# Need Plans



## FarmerDad (Apr 28, 2021)

This will be a bit muddled because I don't even know what I'm looking for. Some of the places I visit have a type of shelter for their animals that is, essentailly, a bunch of sticks in the ground with a roof. A shelter without walls. I'm not even sure what it's called. I want to build some for my goats, and I need plans. The basics are easy. Dig a hole, bury posts. Put a sheet of plywood or sheet metal on it. But I'm not an engineer. I don't know the spacing, added supports, etc. I wouldn't want what I build to come crashing down on the poor goats heads the way the coop I build did to my hens... Anybody have plans or even know what this type of shade structure is called in farm lingo?

D


----------



## Boer Mama (10 mo ago)

A shelter like that could be called a lean-to or a run in shelter.
We are hopefully going to be building a run- in shelter later this summer/fall. I’m waiting for the tractor and auger to be brought back home. We will build it big enough for horses to utilize as well as the goat herd. Spacing the power pole posts far enough that we can go in with the tractor bucket to scrape/clean out.
We are doing a north and west wall to block the prevailing winds. On the east end, I’m planning on setting 2 IBC totes side by side (with the insides cut open so it’s one big space) to block winds, and then also use as a kid creep feed area. I’ll probably tie a tarp from the roof of the shelter down to the totes, so no storm blows in from the east, essentially leaving just the southern facing side open. 
of course, the tarp and totes will be moveable allowing for the clean out using a tractor so I don’t need to use a shovel and wheelbarrow.
I can post pics when we get it going, it unfortunately I am having to wait on other projects.


----------



## ksalvagno (Oct 6, 2009)

Do a search on picnic shelters


----------

Pointing dataset excerpts:

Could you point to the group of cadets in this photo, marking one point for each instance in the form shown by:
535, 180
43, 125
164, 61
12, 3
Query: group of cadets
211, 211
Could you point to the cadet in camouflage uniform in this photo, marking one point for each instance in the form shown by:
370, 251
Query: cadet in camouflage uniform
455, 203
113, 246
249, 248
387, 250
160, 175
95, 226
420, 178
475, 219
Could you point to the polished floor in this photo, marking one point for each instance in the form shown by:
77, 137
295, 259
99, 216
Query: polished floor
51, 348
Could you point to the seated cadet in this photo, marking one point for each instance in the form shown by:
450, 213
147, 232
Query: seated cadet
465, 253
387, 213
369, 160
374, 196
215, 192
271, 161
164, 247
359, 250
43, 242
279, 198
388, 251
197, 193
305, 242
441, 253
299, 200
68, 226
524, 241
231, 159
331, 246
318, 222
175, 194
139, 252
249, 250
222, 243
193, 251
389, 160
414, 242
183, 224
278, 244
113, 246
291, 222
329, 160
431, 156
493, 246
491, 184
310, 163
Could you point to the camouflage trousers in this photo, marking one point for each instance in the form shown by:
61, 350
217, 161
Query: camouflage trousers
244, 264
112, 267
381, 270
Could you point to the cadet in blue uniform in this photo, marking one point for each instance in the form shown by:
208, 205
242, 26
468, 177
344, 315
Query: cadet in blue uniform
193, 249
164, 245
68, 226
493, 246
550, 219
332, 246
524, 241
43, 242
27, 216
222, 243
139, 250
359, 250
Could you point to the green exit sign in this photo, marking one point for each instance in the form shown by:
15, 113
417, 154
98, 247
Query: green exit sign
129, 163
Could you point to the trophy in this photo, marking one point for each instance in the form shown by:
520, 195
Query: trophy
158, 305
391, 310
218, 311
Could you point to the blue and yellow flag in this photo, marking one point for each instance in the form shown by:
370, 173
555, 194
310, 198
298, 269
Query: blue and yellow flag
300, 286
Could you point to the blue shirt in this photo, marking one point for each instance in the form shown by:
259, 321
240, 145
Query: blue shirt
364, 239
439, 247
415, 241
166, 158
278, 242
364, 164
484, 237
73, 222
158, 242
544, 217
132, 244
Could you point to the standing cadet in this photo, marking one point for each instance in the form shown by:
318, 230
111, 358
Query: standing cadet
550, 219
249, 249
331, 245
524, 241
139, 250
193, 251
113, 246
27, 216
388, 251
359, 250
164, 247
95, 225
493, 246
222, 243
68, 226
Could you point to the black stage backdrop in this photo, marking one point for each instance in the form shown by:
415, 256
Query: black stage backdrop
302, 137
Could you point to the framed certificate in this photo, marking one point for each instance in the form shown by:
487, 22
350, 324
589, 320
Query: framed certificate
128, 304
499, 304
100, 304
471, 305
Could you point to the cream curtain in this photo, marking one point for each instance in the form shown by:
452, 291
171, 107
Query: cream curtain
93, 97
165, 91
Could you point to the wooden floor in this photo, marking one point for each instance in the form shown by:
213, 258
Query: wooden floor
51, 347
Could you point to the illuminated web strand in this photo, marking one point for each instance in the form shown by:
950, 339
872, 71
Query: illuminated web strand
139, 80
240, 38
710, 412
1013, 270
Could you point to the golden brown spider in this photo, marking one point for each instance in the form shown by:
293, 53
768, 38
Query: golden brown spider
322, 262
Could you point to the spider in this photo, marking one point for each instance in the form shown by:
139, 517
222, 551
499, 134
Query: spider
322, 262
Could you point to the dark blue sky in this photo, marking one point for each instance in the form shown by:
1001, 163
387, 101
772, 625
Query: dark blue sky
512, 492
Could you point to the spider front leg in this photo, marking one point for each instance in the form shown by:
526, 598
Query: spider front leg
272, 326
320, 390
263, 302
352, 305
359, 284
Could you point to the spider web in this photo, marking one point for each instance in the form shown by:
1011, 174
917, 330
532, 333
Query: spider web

Exercise task 1:
List the usernames of everyone who posted in the goat shelter thread.
Exercise task 2:
From the goat shelter thread, copy the passage starting with "We are doing" and going on through "shovel and wheelbarrow.".

Complete response 1:
FarmerDad
Boer Mama
ksalvagno

Complete response 2:
We are doing a north and west wall to block the prevailing winds. On the east end, I’m planning on setting 2 IBC totes side by side (with the insides cut open so it’s one big space) to block winds, and then also use as a kid creep feed area. I’ll probably tie a tarp from the roof of the shelter down to the totes, so no storm blows in from the east, essentially leaving just the southern facing side open. 
of course, the tarp and totes will be moveable allowing for the clean out using a tractor so I don’t need to use a shovel and wheelbarrow.